Rewrite the records below with every "positive clicks" changed to "foreground clicks", keeping everything else the same.
━━ Records provided
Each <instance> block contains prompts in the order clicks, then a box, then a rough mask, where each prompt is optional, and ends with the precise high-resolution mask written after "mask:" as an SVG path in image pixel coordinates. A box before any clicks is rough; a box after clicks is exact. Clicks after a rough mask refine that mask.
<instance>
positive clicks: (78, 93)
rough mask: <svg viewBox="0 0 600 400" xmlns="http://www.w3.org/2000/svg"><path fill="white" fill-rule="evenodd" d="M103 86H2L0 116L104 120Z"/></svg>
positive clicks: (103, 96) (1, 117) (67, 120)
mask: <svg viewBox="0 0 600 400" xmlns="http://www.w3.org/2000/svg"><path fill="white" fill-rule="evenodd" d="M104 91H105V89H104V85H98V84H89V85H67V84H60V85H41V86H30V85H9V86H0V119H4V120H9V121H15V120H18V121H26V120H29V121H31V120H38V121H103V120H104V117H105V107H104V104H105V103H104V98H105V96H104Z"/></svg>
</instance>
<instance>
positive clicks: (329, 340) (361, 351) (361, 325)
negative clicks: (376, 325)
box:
━━━━
-- Response to this exercise --
Each <instance> block contains prompts in the order clicks, then a box, then a rough mask, where each prompt is optional, and ends with the precise high-resolution mask written after "mask:" as an SVG path in image pixel coordinates. A box before any clicks is rough; a box after clicks is exact. Clicks after a rough mask refine that mask.
<instance>
foreground clicks: (78, 93)
rough mask: <svg viewBox="0 0 600 400" xmlns="http://www.w3.org/2000/svg"><path fill="white" fill-rule="evenodd" d="M103 86H2L0 116L104 120Z"/></svg>
foreground clicks: (103, 96) (1, 117) (67, 120)
mask: <svg viewBox="0 0 600 400" xmlns="http://www.w3.org/2000/svg"><path fill="white" fill-rule="evenodd" d="M104 91H105V89H104V85H98V84H89V85H67V84H60V85H41V86H30V85H9V86H0V119H4V120H9V121H15V120H18V121H26V120H29V121H31V120H38V121H103V120H104V117H105V107H104V104H105V103H104V98H105V96H104Z"/></svg>
</instance>
<instance>
foreground clicks: (329, 340) (361, 351) (361, 325)
negative clicks: (376, 325)
box:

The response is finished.